* Directions
Copy out every line in the records below that contains the word "stone". Case matters.

* Input
— start —

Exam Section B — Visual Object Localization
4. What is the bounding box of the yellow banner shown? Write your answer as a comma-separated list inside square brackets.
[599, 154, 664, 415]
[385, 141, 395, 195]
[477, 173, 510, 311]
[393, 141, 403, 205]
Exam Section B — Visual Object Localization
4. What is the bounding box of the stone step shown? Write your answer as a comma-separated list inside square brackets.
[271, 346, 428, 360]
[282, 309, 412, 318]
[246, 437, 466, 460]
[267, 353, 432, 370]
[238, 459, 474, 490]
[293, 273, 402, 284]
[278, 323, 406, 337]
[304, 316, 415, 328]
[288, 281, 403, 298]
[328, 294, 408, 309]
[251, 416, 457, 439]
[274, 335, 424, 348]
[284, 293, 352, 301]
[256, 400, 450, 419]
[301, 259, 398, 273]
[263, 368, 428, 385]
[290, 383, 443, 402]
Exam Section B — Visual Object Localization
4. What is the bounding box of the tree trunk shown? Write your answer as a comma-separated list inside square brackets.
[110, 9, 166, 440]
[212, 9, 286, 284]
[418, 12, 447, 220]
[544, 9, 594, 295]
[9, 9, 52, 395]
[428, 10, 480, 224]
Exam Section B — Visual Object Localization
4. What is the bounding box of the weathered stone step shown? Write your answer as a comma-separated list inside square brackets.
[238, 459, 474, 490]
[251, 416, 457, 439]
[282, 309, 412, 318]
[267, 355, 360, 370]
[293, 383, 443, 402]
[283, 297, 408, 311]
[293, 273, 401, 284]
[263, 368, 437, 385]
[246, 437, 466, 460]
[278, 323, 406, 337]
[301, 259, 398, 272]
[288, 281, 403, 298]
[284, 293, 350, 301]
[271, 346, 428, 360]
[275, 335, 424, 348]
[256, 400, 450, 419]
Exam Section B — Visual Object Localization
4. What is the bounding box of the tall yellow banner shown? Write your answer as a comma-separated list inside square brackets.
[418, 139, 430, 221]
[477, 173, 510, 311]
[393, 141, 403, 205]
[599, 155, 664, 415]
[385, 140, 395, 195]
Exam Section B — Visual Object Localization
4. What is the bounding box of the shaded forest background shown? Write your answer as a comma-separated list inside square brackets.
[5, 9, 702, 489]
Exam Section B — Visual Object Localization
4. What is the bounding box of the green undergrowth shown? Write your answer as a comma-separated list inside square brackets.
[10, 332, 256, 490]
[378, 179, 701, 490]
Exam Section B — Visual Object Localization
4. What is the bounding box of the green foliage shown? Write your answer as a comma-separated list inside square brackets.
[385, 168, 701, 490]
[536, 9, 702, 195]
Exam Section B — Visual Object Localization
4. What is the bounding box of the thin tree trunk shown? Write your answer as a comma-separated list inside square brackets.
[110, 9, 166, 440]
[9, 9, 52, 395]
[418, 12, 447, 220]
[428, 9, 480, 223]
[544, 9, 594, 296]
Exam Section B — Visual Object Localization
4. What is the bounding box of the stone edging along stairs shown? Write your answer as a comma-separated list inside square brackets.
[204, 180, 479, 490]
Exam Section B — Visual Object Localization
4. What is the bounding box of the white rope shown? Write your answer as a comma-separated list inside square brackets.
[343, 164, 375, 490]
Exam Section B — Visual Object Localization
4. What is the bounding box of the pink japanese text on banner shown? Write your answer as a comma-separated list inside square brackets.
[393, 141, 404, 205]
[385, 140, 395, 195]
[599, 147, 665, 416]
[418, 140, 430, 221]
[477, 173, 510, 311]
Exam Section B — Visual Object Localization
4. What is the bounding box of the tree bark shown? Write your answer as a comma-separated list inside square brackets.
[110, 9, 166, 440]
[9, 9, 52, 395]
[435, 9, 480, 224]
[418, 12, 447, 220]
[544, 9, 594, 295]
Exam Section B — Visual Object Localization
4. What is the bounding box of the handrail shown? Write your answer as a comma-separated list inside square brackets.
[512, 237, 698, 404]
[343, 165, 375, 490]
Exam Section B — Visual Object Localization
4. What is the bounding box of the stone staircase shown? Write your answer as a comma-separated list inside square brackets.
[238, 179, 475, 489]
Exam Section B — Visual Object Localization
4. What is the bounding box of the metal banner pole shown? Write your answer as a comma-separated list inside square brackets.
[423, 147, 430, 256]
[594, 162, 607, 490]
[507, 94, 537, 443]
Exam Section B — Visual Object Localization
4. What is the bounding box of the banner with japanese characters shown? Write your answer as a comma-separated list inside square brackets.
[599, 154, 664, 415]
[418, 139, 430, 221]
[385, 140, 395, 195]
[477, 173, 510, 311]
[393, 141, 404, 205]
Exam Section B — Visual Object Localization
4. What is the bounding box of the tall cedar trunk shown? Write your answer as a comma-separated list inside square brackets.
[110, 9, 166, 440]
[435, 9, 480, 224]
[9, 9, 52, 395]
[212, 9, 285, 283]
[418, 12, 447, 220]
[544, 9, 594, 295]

— end —
— start —

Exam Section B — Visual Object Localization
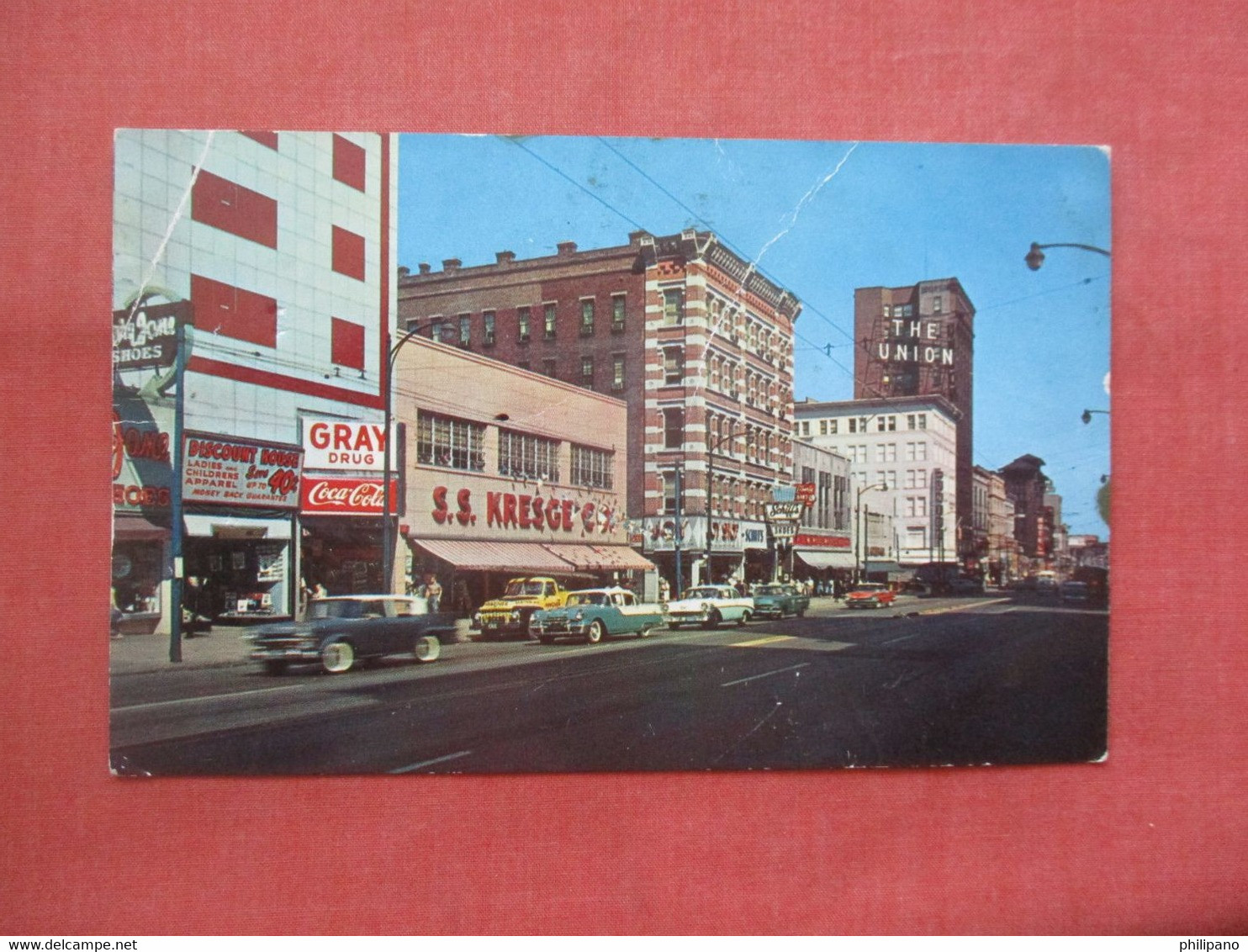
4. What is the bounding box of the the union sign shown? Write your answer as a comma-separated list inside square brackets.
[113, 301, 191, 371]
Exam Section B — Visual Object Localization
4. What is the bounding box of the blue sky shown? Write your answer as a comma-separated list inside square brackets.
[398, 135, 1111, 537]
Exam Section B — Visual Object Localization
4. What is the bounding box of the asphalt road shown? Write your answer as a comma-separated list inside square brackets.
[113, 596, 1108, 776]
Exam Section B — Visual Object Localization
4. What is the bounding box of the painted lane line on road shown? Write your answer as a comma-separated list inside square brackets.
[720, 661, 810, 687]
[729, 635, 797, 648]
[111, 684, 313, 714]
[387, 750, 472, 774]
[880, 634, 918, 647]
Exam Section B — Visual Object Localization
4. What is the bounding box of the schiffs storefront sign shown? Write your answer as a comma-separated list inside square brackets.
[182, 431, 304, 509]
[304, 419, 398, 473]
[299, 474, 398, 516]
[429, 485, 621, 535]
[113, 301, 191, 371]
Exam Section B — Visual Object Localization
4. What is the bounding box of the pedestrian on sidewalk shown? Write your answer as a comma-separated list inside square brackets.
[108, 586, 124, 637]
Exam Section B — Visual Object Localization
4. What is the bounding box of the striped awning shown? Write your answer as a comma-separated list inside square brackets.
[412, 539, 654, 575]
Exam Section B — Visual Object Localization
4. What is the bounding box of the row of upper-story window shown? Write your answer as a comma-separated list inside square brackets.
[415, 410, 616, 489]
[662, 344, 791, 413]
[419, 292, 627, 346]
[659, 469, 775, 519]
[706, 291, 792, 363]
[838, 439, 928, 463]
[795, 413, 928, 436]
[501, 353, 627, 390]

— end —

* Finished answer
4. What is the bounding box of the stone step shown? Write your answer as a comma-separated list inside square brackets.
4. What is the bounding box of the weathered stone step shown? Write your answer as a comma-separated list inside square brackets.
4. What is the bounding box of the stone edging along stairs shown? Write your answer as a comma-separated list inside square brackets.
4. What is the bounding box of the stone staircase shown? Write your answer as a comma-separated list inside square brackets.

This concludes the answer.